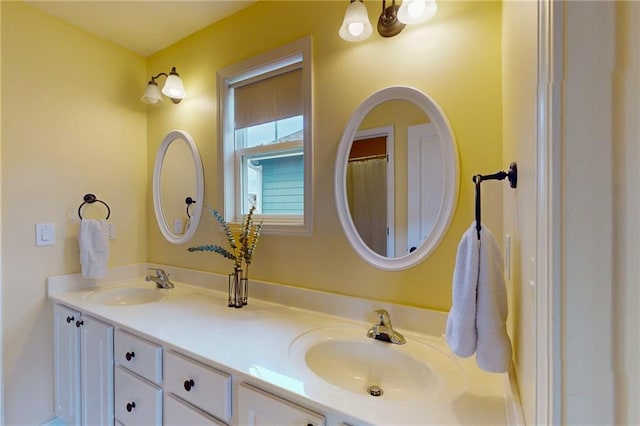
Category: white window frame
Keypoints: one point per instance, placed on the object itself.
(229, 180)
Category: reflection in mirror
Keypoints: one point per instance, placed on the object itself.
(396, 178)
(381, 209)
(178, 187)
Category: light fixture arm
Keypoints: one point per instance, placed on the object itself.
(173, 88)
(388, 24)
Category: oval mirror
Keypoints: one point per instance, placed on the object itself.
(397, 177)
(178, 187)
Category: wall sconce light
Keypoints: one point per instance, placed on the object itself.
(173, 89)
(392, 20)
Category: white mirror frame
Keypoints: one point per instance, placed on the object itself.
(451, 177)
(199, 195)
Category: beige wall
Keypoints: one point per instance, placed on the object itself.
(519, 97)
(626, 251)
(455, 58)
(71, 124)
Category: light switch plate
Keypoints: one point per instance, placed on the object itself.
(45, 234)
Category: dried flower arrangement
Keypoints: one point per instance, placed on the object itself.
(240, 252)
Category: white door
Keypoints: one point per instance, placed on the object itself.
(66, 352)
(96, 374)
(425, 175)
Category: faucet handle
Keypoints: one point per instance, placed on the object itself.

------------

* **YOUR GOAL**: Set down exactly and only the lines from the start of the entries above through the line containing "Category: white mirror frame", both ends included, omitting the pictures.

* **OUTPUT FOR THIS TASK**:
Category: white window frame
Keypoints: one point per instance, placed on the object itself.
(229, 180)
Category: reflection in mirror
Keypoints: one point per instance, placed on the object itself.
(396, 178)
(381, 209)
(178, 187)
Category: light fixture arm
Keypoints: one point per instance, placed on the object itself.
(173, 88)
(388, 24)
Category: oval mirror
Keypoints: one point per instance, placed on the object itself.
(397, 177)
(178, 187)
Category: wall sconce light
Keypoints: one point per instance, placed on the object itself.
(173, 89)
(392, 20)
Category: white mirror frame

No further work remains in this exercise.